* [Prompt] From the forum thread on Canadian PR chances, return verbatim the stretch that opens with "## bournejason (Apr" and ends after "L7.5/R6.5/W7/S5.5 (scores expired)".

# Chances for Canadian PR



## bournejason (Apr 9, 2015)

Hello Forum members,

I am new to this forum and considering to apply for a Canadian PR. Based on the CRS calculator (Comprehensive Ranking System (CRS) tool - Skilled immigrants (Express Entry)) my points come to 444. 
My profile is as follows -
* Masters degree in Computer Science from a US university
* Age = 35
* IELTS score - L 8.5/R 7/W 8/S 8.5 (although the scores have expired as I had taken the test more than 2 years ago)
* Work experience more than 6 years in India, USA and Australia
* Spouse also a Software Engineer, more than 6 years experience working in India and IELTS score L7.5/R6.5/W7/S5.5 (scores expired)

I know that i will have to retake IELTS since the scores are more than 2 years old.

Just wanted to understand my chances for obtaining a Canadian PR. Will appreciate any comments (or criticism  )

p.s - currently holding an Australian PR


----------



## WestCoastCanadianGirl (Mar 17, 2012)

Having Australian PR has absolutely NO impact on whether or not you would get PR in Canada... Canada is an independent country (as is Australia) and they make their own immigration rules (as does Australia) and there is no way that an outside government is going to influence the Government of Canada in the creation of their immigration law.

As for your chances of getting an ITA (an Invitation To Apply [for permanent residency]), I'd say that you're a _minimum of 10 points shy_ of having even a remote chance.

* [Given data]
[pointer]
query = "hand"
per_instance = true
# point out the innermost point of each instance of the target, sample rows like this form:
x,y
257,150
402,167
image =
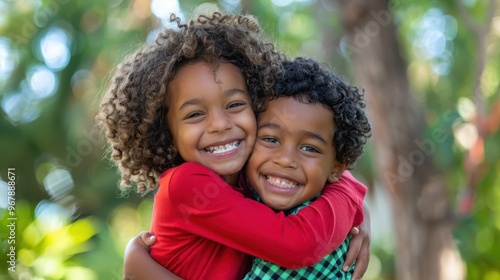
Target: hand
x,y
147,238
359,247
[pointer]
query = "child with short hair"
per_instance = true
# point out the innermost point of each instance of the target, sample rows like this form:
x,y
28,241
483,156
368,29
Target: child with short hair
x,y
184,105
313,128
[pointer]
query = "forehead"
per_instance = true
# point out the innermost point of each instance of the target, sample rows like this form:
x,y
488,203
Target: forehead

---

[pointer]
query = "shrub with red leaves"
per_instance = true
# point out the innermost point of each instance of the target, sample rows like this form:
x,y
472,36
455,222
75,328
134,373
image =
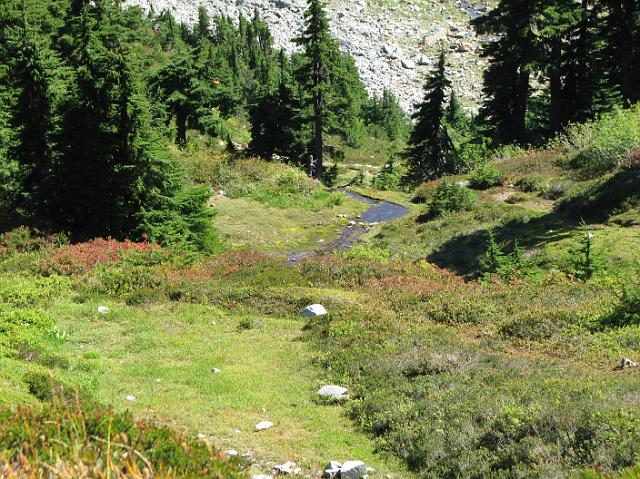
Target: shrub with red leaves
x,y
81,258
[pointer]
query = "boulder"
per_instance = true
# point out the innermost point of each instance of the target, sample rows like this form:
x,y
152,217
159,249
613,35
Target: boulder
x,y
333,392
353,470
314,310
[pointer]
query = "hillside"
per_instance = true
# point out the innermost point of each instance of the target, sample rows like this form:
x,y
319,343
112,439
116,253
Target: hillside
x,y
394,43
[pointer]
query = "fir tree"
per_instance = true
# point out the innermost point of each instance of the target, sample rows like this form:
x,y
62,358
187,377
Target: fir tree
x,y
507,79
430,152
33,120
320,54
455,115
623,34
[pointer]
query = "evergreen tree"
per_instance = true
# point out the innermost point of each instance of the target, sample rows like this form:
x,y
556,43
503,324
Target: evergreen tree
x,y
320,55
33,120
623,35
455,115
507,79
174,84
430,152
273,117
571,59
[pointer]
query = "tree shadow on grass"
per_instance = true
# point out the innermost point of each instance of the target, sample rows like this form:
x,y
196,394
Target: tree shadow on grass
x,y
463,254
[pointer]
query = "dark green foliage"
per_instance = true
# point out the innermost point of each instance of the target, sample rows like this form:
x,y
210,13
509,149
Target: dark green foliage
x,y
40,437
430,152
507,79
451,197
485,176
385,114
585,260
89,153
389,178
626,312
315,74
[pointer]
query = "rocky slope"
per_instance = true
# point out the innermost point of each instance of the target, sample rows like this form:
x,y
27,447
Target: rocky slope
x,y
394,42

* [The solution]
## bournejason (Apr 9, 2015)

Hello Forum members,

I am new to this forum and considering to apply for a Canadian PR. Based on the CRS calculator (Comprehensive Ranking System (CRS) tool - Skilled immigrants (Express Entry)) my points come to 444. 
My profile is as follows -
* Masters degree in Computer Science from a US university
* Age = 35
* IELTS score - L 8.5/R 7/W 8/S 8.5 (although the scores have expired as I had taken the test more than 2 years ago)
* Work experience more than 6 years in India, USA and Australia
* Spouse also a Software Engineer, more than 6 years experience working in India and IELTS score L7.5/R6.5/W7/S5.5 (scores expired)